» ASSIGNMENT
In your copy of the data, omit the pictures and keep all else exactly as given.
PROVIDED DATA Start Marker
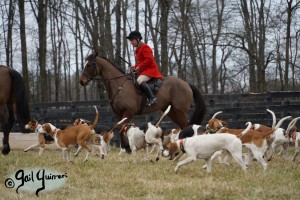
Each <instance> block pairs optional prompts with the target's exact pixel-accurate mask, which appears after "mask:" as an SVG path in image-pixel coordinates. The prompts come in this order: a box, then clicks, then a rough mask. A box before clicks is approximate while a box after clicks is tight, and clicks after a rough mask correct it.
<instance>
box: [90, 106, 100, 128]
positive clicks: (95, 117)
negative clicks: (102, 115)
mask: <svg viewBox="0 0 300 200" xmlns="http://www.w3.org/2000/svg"><path fill="white" fill-rule="evenodd" d="M94 108H95V110H96V117H95V120H94V123H93V124H92V125H90V128H91V130H92V129H94V128H95V126H96V125H97V124H98V120H99V112H98V109H97V107H96V106H94Z"/></svg>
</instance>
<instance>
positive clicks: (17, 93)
mask: <svg viewBox="0 0 300 200" xmlns="http://www.w3.org/2000/svg"><path fill="white" fill-rule="evenodd" d="M9 73H10V75H11V77H12V80H13V89H12V96H13V97H14V98H15V100H16V115H17V118H18V122H19V127H20V129H21V131H22V132H25V124H27V123H28V122H29V121H30V112H29V104H28V96H27V93H26V90H25V85H24V80H23V78H22V76H21V74H20V73H19V72H17V71H15V70H13V69H10V70H9Z"/></svg>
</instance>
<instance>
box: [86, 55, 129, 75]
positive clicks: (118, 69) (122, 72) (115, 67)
mask: <svg viewBox="0 0 300 200" xmlns="http://www.w3.org/2000/svg"><path fill="white" fill-rule="evenodd" d="M96 57H99V58H102V59H104V60H106V61H107V62H109V63H110V64H111V65H112V66H114V67H115V68H116V69H117V70H119V71H120V72H121V73H123V74H125V71H124V70H123V69H121V68H120V67H118V66H117V65H116V64H114V63H113V62H111V61H110V60H108V59H107V58H106V57H103V56H98V55H97V56H96ZM96 57H95V54H90V55H88V56H87V57H86V59H85V60H86V61H93V60H94V59H95V58H96Z"/></svg>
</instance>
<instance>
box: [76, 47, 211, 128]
mask: <svg viewBox="0 0 300 200" xmlns="http://www.w3.org/2000/svg"><path fill="white" fill-rule="evenodd" d="M85 61H86V62H85V66H84V69H83V72H82V75H81V77H80V84H81V85H82V86H86V85H88V84H89V82H90V81H91V80H98V78H97V77H100V79H99V80H101V81H103V83H104V86H105V88H106V90H107V92H108V98H109V102H110V105H111V107H112V110H113V112H114V114H115V116H116V117H117V118H118V120H119V121H120V120H121V119H122V118H125V117H127V121H130V120H131V118H132V117H133V116H134V115H140V114H146V113H151V112H155V111H157V110H161V111H164V110H166V108H167V107H168V105H171V110H170V112H169V113H168V117H169V118H170V119H171V120H172V121H173V122H175V123H176V124H177V125H178V126H179V127H180V128H181V129H183V128H185V127H187V126H188V125H189V124H201V123H202V121H203V118H204V115H205V112H206V104H205V101H204V98H203V96H202V94H201V93H200V91H199V90H198V88H197V87H195V86H193V85H191V84H189V83H187V82H185V81H183V80H182V79H180V78H176V77H173V76H168V77H165V78H164V79H163V82H162V85H161V88H160V89H159V91H158V92H157V94H156V98H157V99H158V103H157V104H154V105H152V106H151V107H144V106H143V105H142V94H141V92H140V91H139V89H138V88H137V87H136V86H135V84H134V82H133V81H132V80H131V79H128V74H126V73H124V71H122V70H121V69H120V68H118V67H117V66H115V65H114V64H113V63H112V62H110V61H109V60H108V59H106V58H104V57H100V56H98V53H93V54H91V55H89V56H88V57H87V58H86V60H85ZM193 98H194V101H195V112H194V114H193V116H192V118H191V120H190V121H189V119H188V111H189V109H190V107H191V105H192V103H193Z"/></svg>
PROVIDED DATA End Marker
» PROBLEM SOLUTION
Each <instance> block pairs optional prompts with the target's exact pixel-accurate mask, which appears after "mask:" as an SVG path in image-pixel coordinates. The prompts come in this order: a box, then clicks, then a rough mask. A box before clicks is approximate while a box after clicks is tight, and clicks after a rough mask correct it.
<instance>
box: [90, 106, 100, 128]
positive clicks: (95, 117)
negative clicks: (102, 115)
mask: <svg viewBox="0 0 300 200" xmlns="http://www.w3.org/2000/svg"><path fill="white" fill-rule="evenodd" d="M94 108H95V110H96V117H95V120H94V123H93V124H92V125H90V128H91V130H92V129H94V128H95V126H96V125H97V124H98V120H99V112H98V109H97V107H96V106H94Z"/></svg>
</instance>
<instance>
positive clicks: (17, 93)
mask: <svg viewBox="0 0 300 200" xmlns="http://www.w3.org/2000/svg"><path fill="white" fill-rule="evenodd" d="M9 73H10V75H11V77H12V80H13V89H12V96H13V97H14V98H15V100H16V115H17V118H18V122H19V127H20V129H21V131H22V132H25V124H27V123H28V122H29V121H30V112H29V104H28V96H27V93H26V90H25V85H24V80H23V78H22V76H21V74H20V73H19V72H17V71H15V70H13V69H10V70H9Z"/></svg>
</instance>
<instance>
box: [86, 55, 129, 75]
positive clicks: (118, 69) (122, 72) (115, 67)
mask: <svg viewBox="0 0 300 200" xmlns="http://www.w3.org/2000/svg"><path fill="white" fill-rule="evenodd" d="M96 57H99V58H102V59H104V60H106V61H107V62H109V63H110V64H111V65H112V66H114V67H115V68H116V69H117V70H119V71H120V72H121V73H123V74H125V71H124V70H123V69H121V68H120V67H118V66H117V65H116V64H114V63H113V62H111V61H110V60H108V59H107V58H106V57H103V56H98V55H97V56H96ZM96 57H95V54H90V55H88V56H87V57H86V59H85V60H86V61H93V60H94V59H95V58H96Z"/></svg>
</instance>
<instance>
box: [76, 47, 211, 128]
mask: <svg viewBox="0 0 300 200" xmlns="http://www.w3.org/2000/svg"><path fill="white" fill-rule="evenodd" d="M85 61H86V62H85V66H84V69H83V72H82V75H81V77H80V84H81V85H82V86H86V85H88V84H89V82H90V81H91V80H98V78H97V77H100V79H99V80H101V81H103V83H104V86H105V88H106V90H107V92H108V98H109V102H110V105H111V107H112V110H113V112H114V114H115V116H116V117H117V118H118V120H119V121H120V120H121V119H122V118H125V117H127V121H130V120H131V118H132V117H133V116H134V115H140V114H146V113H151V112H155V111H157V110H161V111H164V110H166V108H167V107H168V105H171V110H170V112H169V113H168V117H169V118H170V119H171V120H172V121H173V122H175V123H176V124H177V125H178V126H179V127H180V128H181V129H183V128H185V127H187V126H188V125H189V124H201V123H202V121H203V118H204V115H205V112H206V104H205V101H204V98H203V96H202V94H201V93H200V91H199V90H198V88H197V87H195V86H193V85H191V84H189V83H187V82H185V81H183V80H182V79H180V78H176V77H173V76H168V77H165V78H164V79H163V82H162V85H161V88H160V89H159V91H158V92H157V94H156V98H157V99H158V103H157V104H154V105H152V106H151V107H144V106H143V105H142V94H141V92H140V91H139V89H138V88H137V87H136V86H135V84H134V82H133V81H132V80H131V79H128V74H126V73H124V71H122V70H121V69H120V68H118V67H117V66H115V65H114V64H113V63H112V62H110V61H109V60H108V59H106V58H104V57H100V56H98V53H93V54H91V55H89V56H88V57H87V58H86V60H85ZM193 98H194V101H195V112H194V114H193V116H192V118H191V120H190V121H189V119H188V111H189V109H190V107H191V105H192V103H193Z"/></svg>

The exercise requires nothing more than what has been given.